Grafana Labs is a remote-first, open-source powerhouse. The company is seeking a Staff Software Engineer to join the Grafana Cloud k6 squad, responsible for building and operating a performance testing product that ensures resilient, high-performing systems.
Responsibilities:
- Contribute hands-on to the codebase by designing and implementing production-quality software
- Guide teams in the design, development, evolution, and operation of large-scale, distributed cloud systems
- Build and scale a strong culture of operational excellence by defining standards and coaching teams to own reliability and availability
- Help mature SRE practices, including incident response and PIRs, on-call readiness, runbooks, alerting, observability, and release/change management
- Establish reliability frameworks such as SLIs/SLOs and error budgets, and use them to guide prioritization and engineering trade-offs
- Provide visibility into system health through clear operational metrics and reliability reporting
- Participate in the on-call rotation as a primary escalation point and contribute to incident resolution
- Influence product and system direction through design reviews, architectural discussions, and cross-team collaboration
- Share knowledge through clear, high-quality documentation and technical communication—internally and, where appropriate, externally—to help teams build and operate systems more effectively
- As the reliability foundation matures, grow into broader application and product development leadership, contributing architectural and technical depth beyond operations
Requirements:
- Strong programming background in a modern language (Python and Go are primary, but prior experience is not required)

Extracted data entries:
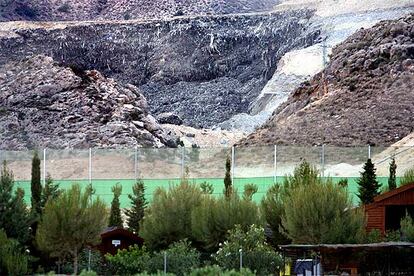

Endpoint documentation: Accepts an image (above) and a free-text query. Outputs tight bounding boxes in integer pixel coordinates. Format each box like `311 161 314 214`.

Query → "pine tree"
0 162 30 244
388 157 397 191
125 179 148 233
109 183 123 227
41 174 62 209
357 159 381 204
30 151 42 217
224 156 233 198
36 184 107 275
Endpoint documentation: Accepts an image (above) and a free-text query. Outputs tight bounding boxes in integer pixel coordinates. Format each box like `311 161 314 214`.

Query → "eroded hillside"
0 10 320 127
0 0 279 21
0 56 176 150
241 14 414 145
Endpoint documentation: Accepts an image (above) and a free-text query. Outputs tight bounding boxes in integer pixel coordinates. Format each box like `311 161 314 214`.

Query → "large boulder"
157 112 183 126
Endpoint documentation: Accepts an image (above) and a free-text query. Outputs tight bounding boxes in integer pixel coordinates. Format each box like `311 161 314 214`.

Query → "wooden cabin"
97 227 144 255
365 183 414 234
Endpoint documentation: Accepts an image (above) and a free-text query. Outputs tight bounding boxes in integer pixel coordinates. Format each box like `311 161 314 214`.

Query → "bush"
105 245 150 275
187 265 255 276
261 184 290 246
147 240 200 275
191 192 262 252
400 168 414 186
62 248 108 275
0 229 29 275
106 240 200 275
79 269 98 276
364 229 383 243
401 214 414 242
141 178 203 249
282 179 364 244
357 159 381 204
214 225 282 275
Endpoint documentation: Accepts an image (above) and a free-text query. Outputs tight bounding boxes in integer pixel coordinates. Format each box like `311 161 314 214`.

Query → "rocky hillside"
0 0 278 21
0 10 320 127
241 14 414 145
0 56 176 150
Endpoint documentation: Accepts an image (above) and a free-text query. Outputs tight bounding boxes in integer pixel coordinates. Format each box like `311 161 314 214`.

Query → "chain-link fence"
0 145 414 207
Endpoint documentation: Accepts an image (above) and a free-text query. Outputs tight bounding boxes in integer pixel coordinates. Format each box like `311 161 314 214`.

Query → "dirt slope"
241 14 414 145
0 0 278 21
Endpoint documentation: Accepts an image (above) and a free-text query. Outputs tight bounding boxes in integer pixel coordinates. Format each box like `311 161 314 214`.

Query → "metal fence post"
43 148 46 186
88 248 92 271
321 144 325 177
134 146 138 181
181 147 185 178
89 148 92 184
164 251 167 274
231 146 235 185
239 248 243 270
273 145 277 183
368 145 371 159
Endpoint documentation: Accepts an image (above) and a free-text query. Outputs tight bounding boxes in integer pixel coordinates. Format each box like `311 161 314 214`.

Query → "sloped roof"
101 227 144 243
374 183 414 202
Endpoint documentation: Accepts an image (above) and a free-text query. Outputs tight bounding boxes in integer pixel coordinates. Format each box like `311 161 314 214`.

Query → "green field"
15 176 388 208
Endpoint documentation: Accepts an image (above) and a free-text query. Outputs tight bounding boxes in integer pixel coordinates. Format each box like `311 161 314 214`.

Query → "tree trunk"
73 249 78 275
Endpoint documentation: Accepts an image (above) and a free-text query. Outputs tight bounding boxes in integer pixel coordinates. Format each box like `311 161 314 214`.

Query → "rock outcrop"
0 10 320 128
240 14 414 145
0 56 177 150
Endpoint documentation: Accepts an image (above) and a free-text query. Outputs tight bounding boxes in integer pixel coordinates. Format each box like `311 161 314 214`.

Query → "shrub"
36 184 107 274
61 248 108 275
282 179 364 244
400 168 414 186
105 240 200 275
191 192 262 252
125 179 148 233
0 162 30 244
0 229 29 275
261 184 290 246
401 214 414 242
215 225 282 275
79 269 98 276
385 230 401 242
243 184 258 200
105 245 150 275
148 240 200 275
365 229 383 243
141 178 203 249
187 265 255 276
357 159 381 204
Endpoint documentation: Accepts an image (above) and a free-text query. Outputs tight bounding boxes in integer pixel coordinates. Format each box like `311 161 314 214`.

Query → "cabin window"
385 205 414 231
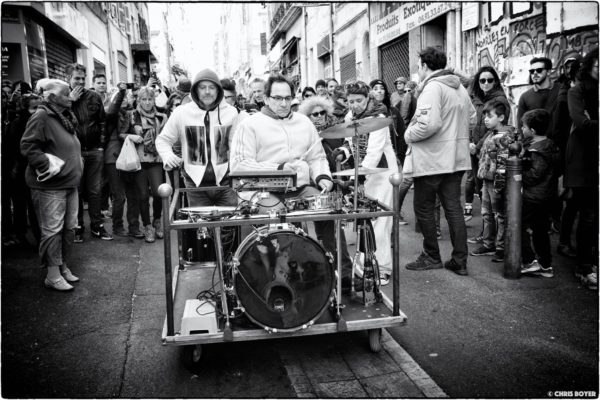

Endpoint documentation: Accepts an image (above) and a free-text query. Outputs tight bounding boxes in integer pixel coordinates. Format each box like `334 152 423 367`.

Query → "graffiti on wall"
475 20 509 75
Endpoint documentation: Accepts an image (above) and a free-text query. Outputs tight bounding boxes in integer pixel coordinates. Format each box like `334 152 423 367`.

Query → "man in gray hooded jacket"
156 69 238 206
404 47 476 275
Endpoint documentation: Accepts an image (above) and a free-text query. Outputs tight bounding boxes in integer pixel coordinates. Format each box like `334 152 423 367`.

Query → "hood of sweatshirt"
190 68 224 111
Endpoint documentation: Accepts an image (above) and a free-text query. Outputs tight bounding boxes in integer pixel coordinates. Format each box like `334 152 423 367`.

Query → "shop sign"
44 1 90 48
371 2 455 46
2 43 24 82
461 3 480 32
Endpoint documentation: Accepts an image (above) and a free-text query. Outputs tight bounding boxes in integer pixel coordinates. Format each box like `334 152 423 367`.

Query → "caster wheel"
181 344 202 368
368 328 381 353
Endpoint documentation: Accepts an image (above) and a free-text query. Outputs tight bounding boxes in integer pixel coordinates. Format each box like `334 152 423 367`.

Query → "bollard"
504 155 523 279
158 183 175 336
390 172 402 316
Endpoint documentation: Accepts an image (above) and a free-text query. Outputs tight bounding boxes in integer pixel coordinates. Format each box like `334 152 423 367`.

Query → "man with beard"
231 75 352 292
517 57 560 139
156 69 238 206
65 63 113 243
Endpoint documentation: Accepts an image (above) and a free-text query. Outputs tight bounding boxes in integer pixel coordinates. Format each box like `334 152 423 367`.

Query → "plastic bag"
116 138 142 171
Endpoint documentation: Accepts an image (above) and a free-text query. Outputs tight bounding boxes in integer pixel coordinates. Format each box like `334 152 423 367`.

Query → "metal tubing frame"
161 175 402 337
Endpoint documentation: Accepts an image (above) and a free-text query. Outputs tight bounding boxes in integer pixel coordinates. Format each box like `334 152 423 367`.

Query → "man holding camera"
66 63 113 243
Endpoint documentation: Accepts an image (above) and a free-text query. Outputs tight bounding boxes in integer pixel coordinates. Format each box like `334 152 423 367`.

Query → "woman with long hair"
120 86 167 243
21 79 83 291
464 65 508 238
563 47 598 289
334 81 398 285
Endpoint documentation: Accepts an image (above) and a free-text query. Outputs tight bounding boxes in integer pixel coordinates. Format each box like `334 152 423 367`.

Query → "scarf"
42 100 77 135
136 104 158 155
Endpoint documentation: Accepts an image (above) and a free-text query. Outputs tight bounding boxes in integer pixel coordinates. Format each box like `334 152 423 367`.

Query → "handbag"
116 137 142 171
402 146 413 175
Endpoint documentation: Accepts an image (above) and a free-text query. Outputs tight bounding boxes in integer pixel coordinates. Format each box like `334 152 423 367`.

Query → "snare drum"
233 224 335 331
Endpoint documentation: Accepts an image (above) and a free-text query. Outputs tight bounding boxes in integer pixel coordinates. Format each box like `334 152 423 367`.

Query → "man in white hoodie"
156 69 238 206
231 75 352 292
404 47 476 275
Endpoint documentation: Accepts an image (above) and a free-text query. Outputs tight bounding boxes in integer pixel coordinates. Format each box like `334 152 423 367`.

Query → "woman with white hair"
21 79 83 291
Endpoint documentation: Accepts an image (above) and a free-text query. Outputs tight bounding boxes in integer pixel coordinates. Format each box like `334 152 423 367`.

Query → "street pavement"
1 191 598 398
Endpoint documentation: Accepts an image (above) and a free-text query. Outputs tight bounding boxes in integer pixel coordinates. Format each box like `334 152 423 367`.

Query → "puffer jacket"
522 139 560 203
404 70 477 177
563 78 598 188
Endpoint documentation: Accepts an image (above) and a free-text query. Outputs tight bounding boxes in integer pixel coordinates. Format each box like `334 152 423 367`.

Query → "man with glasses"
517 57 560 139
230 75 352 291
404 47 477 275
390 76 408 110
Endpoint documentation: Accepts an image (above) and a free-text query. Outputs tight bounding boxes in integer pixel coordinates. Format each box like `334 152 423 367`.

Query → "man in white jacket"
156 69 238 206
230 75 352 291
404 47 476 275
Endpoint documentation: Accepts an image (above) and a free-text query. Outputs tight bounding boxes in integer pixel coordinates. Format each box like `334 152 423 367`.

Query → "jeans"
120 171 142 233
398 175 413 211
104 164 125 231
254 186 352 278
521 200 552 268
481 179 506 250
77 150 104 231
31 189 79 267
413 171 467 266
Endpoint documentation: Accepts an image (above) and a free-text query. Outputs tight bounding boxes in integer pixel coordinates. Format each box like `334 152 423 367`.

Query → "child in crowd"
521 109 559 278
470 100 517 262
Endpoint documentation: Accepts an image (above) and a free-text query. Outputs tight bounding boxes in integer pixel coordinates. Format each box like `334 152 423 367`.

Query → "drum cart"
159 174 407 363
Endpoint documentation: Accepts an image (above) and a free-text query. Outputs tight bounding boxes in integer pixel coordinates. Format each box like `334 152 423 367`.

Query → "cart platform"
162 262 406 346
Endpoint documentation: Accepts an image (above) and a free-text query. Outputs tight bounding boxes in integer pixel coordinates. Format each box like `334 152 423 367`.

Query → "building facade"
2 2 154 87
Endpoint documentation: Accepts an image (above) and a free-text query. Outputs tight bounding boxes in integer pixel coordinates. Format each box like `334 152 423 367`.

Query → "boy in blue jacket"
521 109 559 278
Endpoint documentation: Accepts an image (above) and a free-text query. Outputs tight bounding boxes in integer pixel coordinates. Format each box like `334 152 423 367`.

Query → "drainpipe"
329 3 341 80
300 7 308 87
456 3 464 71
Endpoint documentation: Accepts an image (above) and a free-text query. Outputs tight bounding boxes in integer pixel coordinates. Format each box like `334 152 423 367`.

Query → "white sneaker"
521 260 542 274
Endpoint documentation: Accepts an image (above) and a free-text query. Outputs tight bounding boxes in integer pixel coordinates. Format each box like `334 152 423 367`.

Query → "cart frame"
159 173 407 351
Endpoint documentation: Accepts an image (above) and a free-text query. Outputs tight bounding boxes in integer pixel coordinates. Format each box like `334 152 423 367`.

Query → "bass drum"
234 224 335 332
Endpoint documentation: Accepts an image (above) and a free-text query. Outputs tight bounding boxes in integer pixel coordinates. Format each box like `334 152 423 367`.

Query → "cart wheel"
181 344 202 368
369 328 381 353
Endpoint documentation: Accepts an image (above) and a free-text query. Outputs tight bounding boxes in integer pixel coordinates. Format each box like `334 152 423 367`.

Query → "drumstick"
300 139 322 161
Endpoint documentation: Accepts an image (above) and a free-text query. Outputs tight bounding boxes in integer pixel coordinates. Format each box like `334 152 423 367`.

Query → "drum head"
234 231 334 330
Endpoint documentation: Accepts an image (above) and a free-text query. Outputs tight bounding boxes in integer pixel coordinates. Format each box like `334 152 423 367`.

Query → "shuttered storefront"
379 35 410 91
46 31 76 80
340 50 356 85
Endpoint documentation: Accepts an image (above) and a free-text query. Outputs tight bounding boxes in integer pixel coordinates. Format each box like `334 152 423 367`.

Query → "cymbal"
331 167 387 176
320 117 392 139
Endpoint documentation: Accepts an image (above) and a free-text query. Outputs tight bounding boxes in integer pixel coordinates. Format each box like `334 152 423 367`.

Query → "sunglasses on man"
529 68 546 75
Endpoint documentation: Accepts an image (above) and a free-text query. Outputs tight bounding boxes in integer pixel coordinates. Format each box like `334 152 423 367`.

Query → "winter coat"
477 126 517 188
404 71 477 177
469 87 508 148
21 104 83 190
156 69 241 186
71 89 107 151
522 139 559 203
563 78 598 188
230 107 331 187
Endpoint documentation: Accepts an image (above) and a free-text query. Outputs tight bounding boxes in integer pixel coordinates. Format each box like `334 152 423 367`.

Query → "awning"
131 43 158 64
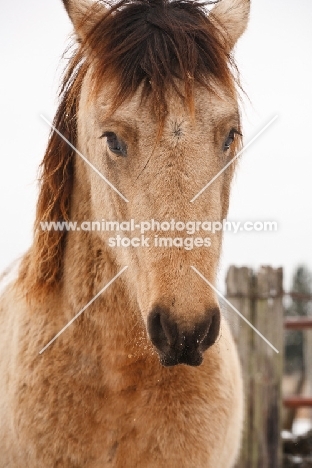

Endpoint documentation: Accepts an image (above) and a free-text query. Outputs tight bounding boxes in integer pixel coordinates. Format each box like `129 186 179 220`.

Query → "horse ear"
211 0 250 52
63 0 107 40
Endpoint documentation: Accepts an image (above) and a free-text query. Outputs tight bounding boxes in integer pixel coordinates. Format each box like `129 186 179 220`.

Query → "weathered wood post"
226 266 284 468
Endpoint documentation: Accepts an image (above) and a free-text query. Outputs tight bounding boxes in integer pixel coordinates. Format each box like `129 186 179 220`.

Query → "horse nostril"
147 306 220 366
147 306 178 352
195 308 221 351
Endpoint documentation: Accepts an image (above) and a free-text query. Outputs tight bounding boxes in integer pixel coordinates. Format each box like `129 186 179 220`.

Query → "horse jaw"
63 0 107 40
210 0 250 52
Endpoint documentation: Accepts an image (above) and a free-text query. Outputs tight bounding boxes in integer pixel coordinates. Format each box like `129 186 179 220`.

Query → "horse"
0 0 250 468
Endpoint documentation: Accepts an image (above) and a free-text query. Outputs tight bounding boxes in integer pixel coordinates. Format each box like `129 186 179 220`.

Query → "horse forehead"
91 82 238 128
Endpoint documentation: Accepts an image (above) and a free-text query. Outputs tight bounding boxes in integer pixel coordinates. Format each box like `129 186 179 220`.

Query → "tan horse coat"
0 0 249 468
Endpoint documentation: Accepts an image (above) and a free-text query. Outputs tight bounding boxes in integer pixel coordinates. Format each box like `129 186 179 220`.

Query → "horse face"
78 80 239 365
65 0 250 365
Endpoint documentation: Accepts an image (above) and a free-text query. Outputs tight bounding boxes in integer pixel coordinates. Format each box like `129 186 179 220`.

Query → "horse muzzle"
147 306 220 366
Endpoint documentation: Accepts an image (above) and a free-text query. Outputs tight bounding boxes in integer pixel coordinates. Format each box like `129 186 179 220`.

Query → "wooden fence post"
227 267 284 468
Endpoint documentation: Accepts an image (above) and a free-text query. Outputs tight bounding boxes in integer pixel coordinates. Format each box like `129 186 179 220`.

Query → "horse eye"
223 128 240 151
101 132 127 157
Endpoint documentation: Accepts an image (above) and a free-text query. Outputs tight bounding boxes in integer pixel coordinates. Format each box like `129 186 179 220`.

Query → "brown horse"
0 0 250 468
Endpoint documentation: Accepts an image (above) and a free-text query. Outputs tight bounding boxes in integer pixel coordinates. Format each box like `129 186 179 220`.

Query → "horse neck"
62 184 151 367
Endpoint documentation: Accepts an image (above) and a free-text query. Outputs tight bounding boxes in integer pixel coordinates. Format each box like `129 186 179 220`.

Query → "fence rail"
226 266 312 468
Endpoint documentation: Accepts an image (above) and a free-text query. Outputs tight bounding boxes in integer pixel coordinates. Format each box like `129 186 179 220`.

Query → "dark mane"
82 0 235 121
20 0 237 293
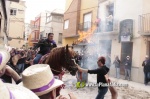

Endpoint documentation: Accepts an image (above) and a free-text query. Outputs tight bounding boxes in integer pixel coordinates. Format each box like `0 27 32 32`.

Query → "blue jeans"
96 87 108 99
33 54 42 64
18 63 24 73
116 68 120 78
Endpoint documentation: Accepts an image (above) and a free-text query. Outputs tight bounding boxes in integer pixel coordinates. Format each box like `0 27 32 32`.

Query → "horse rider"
33 33 57 64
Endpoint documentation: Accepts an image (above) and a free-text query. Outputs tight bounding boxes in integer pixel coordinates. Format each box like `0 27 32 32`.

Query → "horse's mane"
45 47 65 71
45 47 75 74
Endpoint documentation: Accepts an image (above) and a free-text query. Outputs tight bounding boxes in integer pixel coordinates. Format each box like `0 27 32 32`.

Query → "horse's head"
65 45 78 76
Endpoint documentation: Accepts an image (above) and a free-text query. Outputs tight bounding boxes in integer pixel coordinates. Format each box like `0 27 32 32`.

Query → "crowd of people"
0 33 150 99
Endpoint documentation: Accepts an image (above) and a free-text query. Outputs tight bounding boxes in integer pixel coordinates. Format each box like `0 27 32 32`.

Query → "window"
64 20 69 29
18 9 24 14
84 13 92 31
58 33 62 44
31 32 35 40
10 9 17 15
35 31 39 40
46 16 52 23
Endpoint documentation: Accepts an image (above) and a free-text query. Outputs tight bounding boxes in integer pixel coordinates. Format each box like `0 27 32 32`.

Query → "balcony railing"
79 20 118 33
139 13 150 35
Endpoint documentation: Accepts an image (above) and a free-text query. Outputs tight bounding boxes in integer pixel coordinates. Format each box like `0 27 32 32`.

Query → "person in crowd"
106 54 111 68
19 64 76 99
33 33 57 64
77 57 109 99
0 49 21 84
0 79 39 99
125 56 131 80
142 55 150 85
113 56 121 79
17 51 26 73
24 50 35 69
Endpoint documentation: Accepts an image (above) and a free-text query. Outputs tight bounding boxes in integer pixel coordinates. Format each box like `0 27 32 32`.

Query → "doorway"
120 42 133 75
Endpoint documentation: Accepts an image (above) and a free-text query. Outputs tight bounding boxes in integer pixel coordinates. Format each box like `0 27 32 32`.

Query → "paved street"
61 74 150 99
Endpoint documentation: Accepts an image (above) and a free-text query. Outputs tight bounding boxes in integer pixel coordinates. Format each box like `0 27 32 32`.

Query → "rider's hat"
0 80 39 99
20 64 63 96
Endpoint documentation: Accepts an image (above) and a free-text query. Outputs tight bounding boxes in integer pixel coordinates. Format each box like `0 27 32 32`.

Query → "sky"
23 0 66 23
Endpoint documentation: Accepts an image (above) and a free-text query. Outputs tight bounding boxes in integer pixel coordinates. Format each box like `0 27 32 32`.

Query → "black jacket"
88 66 109 89
33 39 57 55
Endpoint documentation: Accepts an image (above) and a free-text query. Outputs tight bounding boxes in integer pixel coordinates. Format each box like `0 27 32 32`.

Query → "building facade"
44 9 64 46
8 1 26 48
0 0 19 44
63 0 150 83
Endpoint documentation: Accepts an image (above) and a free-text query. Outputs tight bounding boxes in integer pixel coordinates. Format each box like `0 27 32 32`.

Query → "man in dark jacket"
113 56 121 79
142 56 150 85
33 33 57 64
125 56 131 80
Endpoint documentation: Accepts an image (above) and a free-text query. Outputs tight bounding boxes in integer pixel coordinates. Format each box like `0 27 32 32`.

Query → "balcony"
138 13 150 35
78 20 118 34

__TASK REQUIREMENTS__.
Reproduce the part of the job posting that opens with the words containing "Grafana Labs is" and closes with "resilient, high-performing systems.", substituting "Senior Software Engineer" for "Staff Software Engineer". The rows have no connection to the job posting.

__ANSWER FOR THE TASK__.
Grafana Labs is a remote-first, open-source powerhouse. The company is seeking a Senior Software Engineer to join the Grafana Cloud k6 squad, responsible for building and operating a performance testing product that ensures resilient, high-performing systems.